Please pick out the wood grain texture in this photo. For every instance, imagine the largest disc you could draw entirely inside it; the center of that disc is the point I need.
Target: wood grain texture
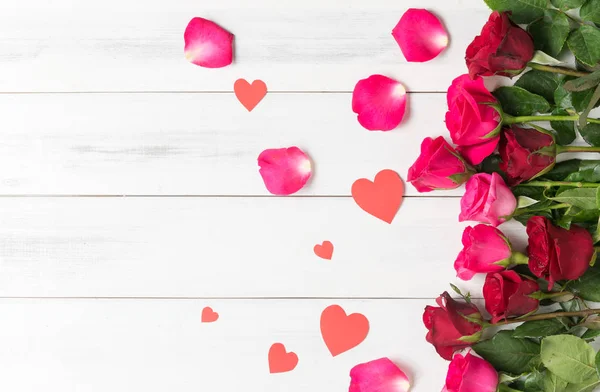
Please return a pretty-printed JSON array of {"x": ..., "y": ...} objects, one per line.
[
  {"x": 308, "y": 45},
  {"x": 158, "y": 345},
  {"x": 227, "y": 247},
  {"x": 196, "y": 144}
]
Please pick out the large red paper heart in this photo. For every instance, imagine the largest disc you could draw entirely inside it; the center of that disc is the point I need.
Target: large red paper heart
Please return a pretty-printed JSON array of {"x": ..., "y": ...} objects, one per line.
[
  {"x": 250, "y": 94},
  {"x": 209, "y": 316},
  {"x": 325, "y": 250},
  {"x": 341, "y": 332},
  {"x": 280, "y": 361},
  {"x": 382, "y": 197}
]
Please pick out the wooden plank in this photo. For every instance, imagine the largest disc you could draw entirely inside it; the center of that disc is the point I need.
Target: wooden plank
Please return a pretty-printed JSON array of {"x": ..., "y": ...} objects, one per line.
[
  {"x": 227, "y": 247},
  {"x": 309, "y": 45},
  {"x": 161, "y": 345},
  {"x": 196, "y": 144}
]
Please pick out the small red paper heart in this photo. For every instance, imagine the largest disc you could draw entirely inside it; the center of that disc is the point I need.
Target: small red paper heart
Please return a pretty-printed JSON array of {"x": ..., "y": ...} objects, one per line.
[
  {"x": 209, "y": 316},
  {"x": 250, "y": 94},
  {"x": 341, "y": 332},
  {"x": 325, "y": 250},
  {"x": 381, "y": 198},
  {"x": 280, "y": 361}
]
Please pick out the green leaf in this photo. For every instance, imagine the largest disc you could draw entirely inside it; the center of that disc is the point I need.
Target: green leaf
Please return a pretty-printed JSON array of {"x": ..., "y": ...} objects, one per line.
[
  {"x": 540, "y": 83},
  {"x": 567, "y": 4},
  {"x": 588, "y": 286},
  {"x": 523, "y": 11},
  {"x": 591, "y": 134},
  {"x": 584, "y": 82},
  {"x": 519, "y": 102},
  {"x": 590, "y": 11},
  {"x": 550, "y": 32},
  {"x": 539, "y": 329},
  {"x": 585, "y": 44},
  {"x": 508, "y": 354},
  {"x": 569, "y": 357},
  {"x": 584, "y": 198},
  {"x": 564, "y": 131}
]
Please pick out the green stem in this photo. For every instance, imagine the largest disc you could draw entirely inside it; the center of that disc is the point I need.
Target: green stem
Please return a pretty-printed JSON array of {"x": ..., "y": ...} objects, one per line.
[
  {"x": 548, "y": 184},
  {"x": 508, "y": 119},
  {"x": 559, "y": 70},
  {"x": 561, "y": 149},
  {"x": 547, "y": 316}
]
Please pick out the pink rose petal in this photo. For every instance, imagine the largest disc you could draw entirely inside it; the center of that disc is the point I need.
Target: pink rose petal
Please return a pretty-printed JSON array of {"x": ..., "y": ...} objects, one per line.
[
  {"x": 421, "y": 35},
  {"x": 207, "y": 44},
  {"x": 284, "y": 170},
  {"x": 381, "y": 375},
  {"x": 380, "y": 103}
]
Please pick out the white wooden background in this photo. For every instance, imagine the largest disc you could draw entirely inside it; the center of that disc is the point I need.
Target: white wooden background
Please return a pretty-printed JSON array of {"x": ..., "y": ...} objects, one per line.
[{"x": 130, "y": 196}]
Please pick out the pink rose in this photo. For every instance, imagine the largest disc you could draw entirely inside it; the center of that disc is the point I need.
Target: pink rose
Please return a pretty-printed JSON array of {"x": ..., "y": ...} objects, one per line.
[
  {"x": 485, "y": 250},
  {"x": 474, "y": 118},
  {"x": 470, "y": 374},
  {"x": 438, "y": 167},
  {"x": 487, "y": 200}
]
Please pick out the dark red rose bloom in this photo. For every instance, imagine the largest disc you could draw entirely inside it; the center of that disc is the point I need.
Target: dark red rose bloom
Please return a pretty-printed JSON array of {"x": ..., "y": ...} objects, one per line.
[
  {"x": 503, "y": 48},
  {"x": 447, "y": 325},
  {"x": 556, "y": 253},
  {"x": 525, "y": 153},
  {"x": 506, "y": 295}
]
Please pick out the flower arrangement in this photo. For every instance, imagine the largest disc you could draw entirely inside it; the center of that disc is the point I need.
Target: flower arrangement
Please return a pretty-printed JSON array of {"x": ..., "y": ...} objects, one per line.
[{"x": 508, "y": 153}]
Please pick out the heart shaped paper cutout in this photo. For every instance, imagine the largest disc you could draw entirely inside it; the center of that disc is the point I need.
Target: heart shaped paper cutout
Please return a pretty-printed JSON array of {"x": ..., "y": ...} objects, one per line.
[
  {"x": 341, "y": 332},
  {"x": 209, "y": 316},
  {"x": 250, "y": 94},
  {"x": 381, "y": 198},
  {"x": 324, "y": 250},
  {"x": 280, "y": 361}
]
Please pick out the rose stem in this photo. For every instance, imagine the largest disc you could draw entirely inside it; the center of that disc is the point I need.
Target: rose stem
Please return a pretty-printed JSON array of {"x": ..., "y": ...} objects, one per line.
[
  {"x": 508, "y": 119},
  {"x": 561, "y": 149},
  {"x": 547, "y": 184},
  {"x": 547, "y": 316},
  {"x": 560, "y": 70}
]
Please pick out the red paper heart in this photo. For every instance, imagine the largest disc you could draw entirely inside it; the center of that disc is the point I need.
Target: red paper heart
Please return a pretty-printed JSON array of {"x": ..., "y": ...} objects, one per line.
[
  {"x": 381, "y": 198},
  {"x": 250, "y": 94},
  {"x": 341, "y": 332},
  {"x": 280, "y": 361},
  {"x": 209, "y": 316},
  {"x": 325, "y": 250}
]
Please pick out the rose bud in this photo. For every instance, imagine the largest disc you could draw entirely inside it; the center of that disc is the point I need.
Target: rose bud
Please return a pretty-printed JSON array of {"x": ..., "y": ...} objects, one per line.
[
  {"x": 487, "y": 200},
  {"x": 556, "y": 253},
  {"x": 470, "y": 374},
  {"x": 503, "y": 48},
  {"x": 474, "y": 118},
  {"x": 506, "y": 295},
  {"x": 485, "y": 249},
  {"x": 526, "y": 154},
  {"x": 438, "y": 167},
  {"x": 449, "y": 329}
]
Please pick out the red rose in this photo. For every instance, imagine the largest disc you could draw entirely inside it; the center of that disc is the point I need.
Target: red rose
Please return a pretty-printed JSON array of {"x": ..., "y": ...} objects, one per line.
[
  {"x": 449, "y": 330},
  {"x": 438, "y": 167},
  {"x": 485, "y": 249},
  {"x": 526, "y": 154},
  {"x": 503, "y": 48},
  {"x": 473, "y": 118},
  {"x": 556, "y": 253},
  {"x": 507, "y": 295}
]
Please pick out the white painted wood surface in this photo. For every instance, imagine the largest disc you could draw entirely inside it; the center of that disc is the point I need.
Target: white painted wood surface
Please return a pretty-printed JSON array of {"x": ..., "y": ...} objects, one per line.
[{"x": 97, "y": 101}]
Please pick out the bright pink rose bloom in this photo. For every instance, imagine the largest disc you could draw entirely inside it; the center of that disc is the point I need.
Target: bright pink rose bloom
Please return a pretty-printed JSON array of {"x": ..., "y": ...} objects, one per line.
[
  {"x": 474, "y": 118},
  {"x": 485, "y": 249},
  {"x": 470, "y": 374},
  {"x": 438, "y": 167},
  {"x": 487, "y": 200}
]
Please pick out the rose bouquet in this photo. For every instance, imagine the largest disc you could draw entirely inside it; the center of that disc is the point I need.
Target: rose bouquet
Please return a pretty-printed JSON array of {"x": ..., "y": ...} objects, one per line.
[{"x": 510, "y": 149}]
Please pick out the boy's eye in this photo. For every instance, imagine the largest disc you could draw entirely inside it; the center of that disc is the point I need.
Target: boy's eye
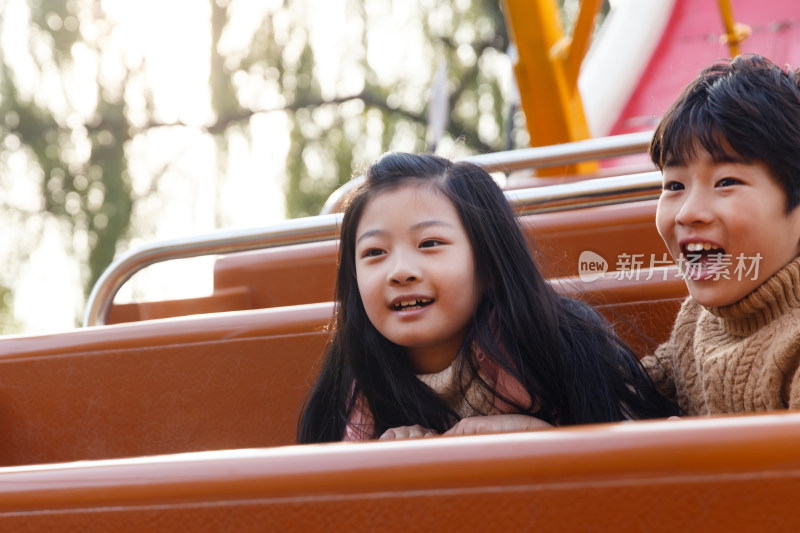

[Problem] Any pictures above are to be left out. Retype the rest of the records exactly.

[Solution below]
Please pick out the wood grain texture in this photo. For every instance, imagine the largest disc you could draw entirely inside it; the center of that disc is the point I need.
Target: wood grain texture
Please return a pretty-printed JSON array of {"x": ..., "y": ...} objects, one per line.
[
  {"x": 308, "y": 45},
  {"x": 158, "y": 345},
  {"x": 227, "y": 247},
  {"x": 196, "y": 144}
]
Please pick out the large red paper heart in this photo. For every instance, imagine the largest disc you could draw entirely inside it; the center of that disc is the point I need.
Target: large red paper heart
Please return a pretty-printed JSON array of {"x": ..., "y": ...} objects, one per line.
[
  {"x": 250, "y": 94},
  {"x": 209, "y": 316},
  {"x": 325, "y": 250},
  {"x": 341, "y": 332},
  {"x": 280, "y": 361},
  {"x": 382, "y": 197}
]
Please pick out the wooden plank in this photo. For every instance, imagine the largest disc you could draw entirely inside it; the center of that disc is the point I need.
Target: wooden plank
Please return a pretty-printed JSON array of {"x": ..., "y": ...} objects, one per line.
[
  {"x": 227, "y": 247},
  {"x": 309, "y": 45},
  {"x": 161, "y": 345},
  {"x": 196, "y": 144}
]
Please pick out the small red paper heart in this photo. For every instance, imagine the largest disc you could draw entirely inside it; the center of that disc is the point I need.
Target: small red paper heart
Please return a pretty-printed JSON array of {"x": ..., "y": ...} objects, one per line.
[
  {"x": 209, "y": 316},
  {"x": 250, "y": 94},
  {"x": 341, "y": 332},
  {"x": 325, "y": 250},
  {"x": 381, "y": 198},
  {"x": 280, "y": 361}
]
Please pick out the green leaf in this photo. For every instance, imagine the largest disc you could draw entirely inside it; the center of that disc is the point I need.
Target: green leaf
Please return a pretty-printed JSON array of {"x": ..., "y": ...} objects, one per line.
[
  {"x": 540, "y": 83},
  {"x": 567, "y": 4},
  {"x": 588, "y": 286},
  {"x": 523, "y": 11},
  {"x": 591, "y": 134},
  {"x": 584, "y": 82},
  {"x": 519, "y": 102},
  {"x": 590, "y": 11},
  {"x": 550, "y": 32},
  {"x": 539, "y": 329},
  {"x": 585, "y": 44},
  {"x": 508, "y": 354},
  {"x": 569, "y": 357},
  {"x": 584, "y": 198},
  {"x": 564, "y": 131}
]
Please pick out the green stem in this photo. For every instance, imagine the largest disc you could draw entirely inside it; the center of that disc is the point I need.
Target: green stem
Please return a pretty-printed JSON array of {"x": ..., "y": ...} objects, one per line.
[
  {"x": 548, "y": 184},
  {"x": 508, "y": 119},
  {"x": 559, "y": 70},
  {"x": 561, "y": 149},
  {"x": 547, "y": 316}
]
Please pick out the pink rose petal in this photo. For every instance, imagine the largest disc you could draw entirely inside it; the center of that disc is the point I need.
Target: pink rose petal
Please return a pretty-printed JSON array of {"x": ..., "y": ...} objects, one per line.
[
  {"x": 421, "y": 35},
  {"x": 207, "y": 44},
  {"x": 284, "y": 170},
  {"x": 381, "y": 375},
  {"x": 380, "y": 103}
]
Please pick out the white wooden background in this photo. For every instance, imagine the largest disc you could draw entirely inside it; the center of that disc is the point I need.
Target: white wooden background
Please return a pretty-printed JSON array of {"x": ..., "y": ...} objects, one per line.
[{"x": 130, "y": 196}]
Please pick out the pink rose in this photo. For every instance, imagine the largest disc you could draw entirely inside it; the center of that disc is the point I need.
Target: pink rose
Please return a pretty-printed JSON array of {"x": ..., "y": ...} objects, one per line.
[
  {"x": 485, "y": 250},
  {"x": 474, "y": 118},
  {"x": 470, "y": 374},
  {"x": 438, "y": 167},
  {"x": 487, "y": 200}
]
Please pick out the dark red rose bloom in this photo. For every instance, imagine the largest disc you could draw entirely inside it; the center of that disc is the point I need.
Target: dark red rose bloom
Please return a pretty-printed JSON array of {"x": ..., "y": ...} objects, one per line.
[
  {"x": 503, "y": 48},
  {"x": 447, "y": 325},
  {"x": 556, "y": 253},
  {"x": 525, "y": 153},
  {"x": 506, "y": 295}
]
Please pick out the flower arrangement in this photo. For every instance, imagine the largest disc you could draw entirely inside it; the center of that disc is the point I need.
Target: flower arrangement
Please return a pretty-printed JSON array of {"x": ..., "y": ...} objects, one per line.
[{"x": 508, "y": 153}]
Please pick out the heart shaped paper cutout in this photo. For every instance, imagine the largest disc you could draw entirely inside it; the center of that disc is the point I need.
Target: heart shaped paper cutout
Please return a pretty-printed JSON array of {"x": ..., "y": ...} objects, one per line.
[
  {"x": 341, "y": 332},
  {"x": 209, "y": 316},
  {"x": 250, "y": 94},
  {"x": 381, "y": 198},
  {"x": 324, "y": 250},
  {"x": 280, "y": 361}
]
Please pick out the rose stem in this photo. For every instance, imagine the largest disc you could draw entirely inside it; the center of that disc is the point I need.
Target: rose stem
Please return a pretty-printed JSON array of {"x": ..., "y": ...} objects, one per line.
[
  {"x": 508, "y": 119},
  {"x": 561, "y": 149},
  {"x": 547, "y": 184},
  {"x": 547, "y": 316},
  {"x": 560, "y": 70}
]
Please pick out the red paper heart in this photo. For every instance, imagine the largest disc you could draw entirely inside it; the center of that disc is the point I need.
Target: red paper heart
Please return a pretty-printed JSON array of {"x": ..., "y": ...} objects, one per line.
[
  {"x": 381, "y": 198},
  {"x": 250, "y": 94},
  {"x": 341, "y": 332},
  {"x": 280, "y": 361},
  {"x": 209, "y": 316},
  {"x": 325, "y": 250}
]
Please pick out the rose bud in this photo. For every instance, imagine the largest disc you could draw entirely inside it; the center of that disc is the point I need.
Target: rose bud
Please return a pretty-printed JSON array of {"x": ..., "y": ...} objects, one per line.
[
  {"x": 487, "y": 200},
  {"x": 556, "y": 253},
  {"x": 470, "y": 374},
  {"x": 503, "y": 48},
  {"x": 474, "y": 118},
  {"x": 506, "y": 295},
  {"x": 485, "y": 249},
  {"x": 526, "y": 154},
  {"x": 438, "y": 167},
  {"x": 449, "y": 329}
]
Please pick out the red rose in this photo. For every instance, imagine the largest disc you could draw entirely inside it; the center of that disc is the point I need.
Target: red rose
Please return a pretty-printed JSON array of {"x": ..., "y": ...} objects, one per line.
[
  {"x": 449, "y": 330},
  {"x": 438, "y": 167},
  {"x": 485, "y": 249},
  {"x": 526, "y": 154},
  {"x": 503, "y": 48},
  {"x": 473, "y": 118},
  {"x": 556, "y": 253},
  {"x": 507, "y": 295}
]
Please pick out the white painted wood surface in this photo. For every instance, imagine the largest disc you could draw entirely inside it; the center of that disc is the point I need.
Target: white painted wood surface
Please return a pretty-printed JSON array of {"x": ..., "y": ...} objects, one per line.
[{"x": 97, "y": 101}]
Please pick out the bright pink rose bloom in this photo. For every instance, imagine the largest disc you could draw entirely inside it; the center of that disc is the point I need.
Target: bright pink rose bloom
Please return a pretty-printed JSON array of {"x": ..., "y": ...} objects, one per line.
[
  {"x": 474, "y": 118},
  {"x": 485, "y": 249},
  {"x": 470, "y": 374},
  {"x": 438, "y": 167},
  {"x": 487, "y": 200}
]
Please pick out the rose bouquet in this photo. For every instance, imagine the largest disc you could draw entirely inside it; the center of that disc is the point I need.
Target: rose bouquet
Please return a pretty-printed JSON array of {"x": ..., "y": ...} objects, one per line.
[{"x": 510, "y": 149}]
Please pick out the boy's eye in this photo. For every instance, imagine the largest disc you could draw entirely inside it; the center of that disc is the point I need.
Target: boy's eye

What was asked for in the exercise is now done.